begin DATA EXCERPTS

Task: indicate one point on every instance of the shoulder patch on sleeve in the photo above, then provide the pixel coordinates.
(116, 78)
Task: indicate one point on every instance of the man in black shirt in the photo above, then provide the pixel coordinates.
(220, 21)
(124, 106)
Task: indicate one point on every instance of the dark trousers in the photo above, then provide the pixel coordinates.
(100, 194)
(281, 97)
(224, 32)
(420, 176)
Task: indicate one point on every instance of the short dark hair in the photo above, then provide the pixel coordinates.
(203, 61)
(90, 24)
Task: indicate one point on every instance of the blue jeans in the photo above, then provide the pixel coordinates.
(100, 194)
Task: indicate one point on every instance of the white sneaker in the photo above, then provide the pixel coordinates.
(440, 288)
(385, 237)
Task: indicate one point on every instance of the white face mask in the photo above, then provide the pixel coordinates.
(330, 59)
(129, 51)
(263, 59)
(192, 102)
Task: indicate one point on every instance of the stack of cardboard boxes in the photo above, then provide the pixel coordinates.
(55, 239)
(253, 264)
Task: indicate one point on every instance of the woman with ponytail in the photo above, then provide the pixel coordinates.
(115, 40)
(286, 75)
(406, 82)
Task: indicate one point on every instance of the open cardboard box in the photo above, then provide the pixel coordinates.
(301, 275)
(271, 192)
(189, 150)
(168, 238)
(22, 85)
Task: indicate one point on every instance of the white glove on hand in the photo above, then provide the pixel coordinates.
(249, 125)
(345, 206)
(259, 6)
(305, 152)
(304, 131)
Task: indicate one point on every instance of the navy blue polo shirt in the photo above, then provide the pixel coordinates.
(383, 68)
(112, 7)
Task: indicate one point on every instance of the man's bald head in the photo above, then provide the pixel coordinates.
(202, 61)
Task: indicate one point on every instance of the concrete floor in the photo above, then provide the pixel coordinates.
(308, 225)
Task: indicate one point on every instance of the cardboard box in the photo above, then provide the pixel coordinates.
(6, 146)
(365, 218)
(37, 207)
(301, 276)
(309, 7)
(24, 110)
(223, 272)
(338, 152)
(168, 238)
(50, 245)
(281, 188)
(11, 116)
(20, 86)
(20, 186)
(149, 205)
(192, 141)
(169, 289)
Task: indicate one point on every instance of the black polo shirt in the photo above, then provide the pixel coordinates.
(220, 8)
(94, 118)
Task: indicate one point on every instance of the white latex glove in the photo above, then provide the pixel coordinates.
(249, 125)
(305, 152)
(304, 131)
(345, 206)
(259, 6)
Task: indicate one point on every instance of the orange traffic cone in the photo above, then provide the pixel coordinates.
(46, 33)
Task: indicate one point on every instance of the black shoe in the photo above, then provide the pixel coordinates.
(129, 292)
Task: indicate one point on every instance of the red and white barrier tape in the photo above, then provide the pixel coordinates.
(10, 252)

end DATA EXCERPTS

- [REQUIRED TASK]: Copy every one of the lines above word for word, from the first through the last.

- [THE SOLUTION]:
Task: indicate one point on every instance of the shoulder patch on sleeve in the photo above, then provide the pixel coordinates.
(116, 78)
Task: indicate one point on every instance of the man in black shirt in the photo above, then provide the pixel coordinates.
(220, 21)
(124, 106)
Task: indicate one point on every instance of the dark trousers in the photo above, then provide the pixel coordinates.
(100, 194)
(281, 97)
(224, 32)
(420, 176)
Task: indicate one point on every instance of the short dark hair in the photo above, then provide the pixel coordinates.
(203, 61)
(90, 24)
Task: indicate one point on every instance of the blue jeans in the photo above, then provide the pixel coordinates.
(100, 194)
Task: indicate one point on every instance of the white sneaker in the photo above, then provide the pixel coordinates.
(440, 288)
(385, 237)
Task: indicate one point on every instance of the white face mask in the photo above, then provide the pixel coordinates.
(330, 59)
(129, 51)
(263, 59)
(192, 102)
Task: indicate one point on every instance of the stack of cardboard boxes in the photo above, then provide the pixel coordinates.
(55, 239)
(253, 264)
Task: indicate one point on every instance of the woman with ponytail in the photo above, then provide the pixel coordinates.
(115, 40)
(286, 75)
(406, 82)
Task: indicate one point on every instance of the open cardboard box in the photo above, then provide the pixel coordinates.
(301, 275)
(271, 192)
(189, 150)
(168, 238)
(22, 85)
Task: indicate one point on every instance of the white glove on hand in the photo above, then provide the pixel coordinates.
(249, 125)
(345, 206)
(259, 6)
(305, 152)
(304, 131)
Task: indicate one point on every instance of the navy blue polo shirt in the photo above, then provide the pixel coordinates.
(383, 68)
(112, 7)
Task: indicate one point on every instance of the man's bald head in the photo above, then provide the pixel coordinates.
(202, 61)
Task: indicate one point on every instance of the concrete floor in the photo above, then provide the pixel coordinates.
(308, 225)
Task: indicate one point on every instance of the cardboard box in the photo above, then provide the pixel coordinates.
(6, 146)
(365, 218)
(37, 207)
(301, 276)
(309, 7)
(24, 110)
(223, 272)
(338, 152)
(168, 238)
(50, 245)
(281, 188)
(11, 116)
(20, 86)
(20, 186)
(149, 205)
(192, 141)
(169, 289)
Task: indicate one point on every instance of the black polo shirt in the photo above, then provide the pixel coordinates.
(220, 8)
(94, 118)
Task: indicate one point on every instance of the white latex glove in the photo above, then provide the pixel coordinates.
(249, 125)
(305, 152)
(304, 131)
(345, 206)
(259, 6)
Task: indicate one point on every instance of the orange traffic cone in the photo above, then provide the pixel coordinates.
(46, 33)
Task: indicate one point on every instance of the black shoe in the photo above, then provide the pixel coordinates.
(129, 292)
Task: indicate one point on every instance of the red and white barrier tape in the photo above, then provide the pixel coordinates.
(10, 252)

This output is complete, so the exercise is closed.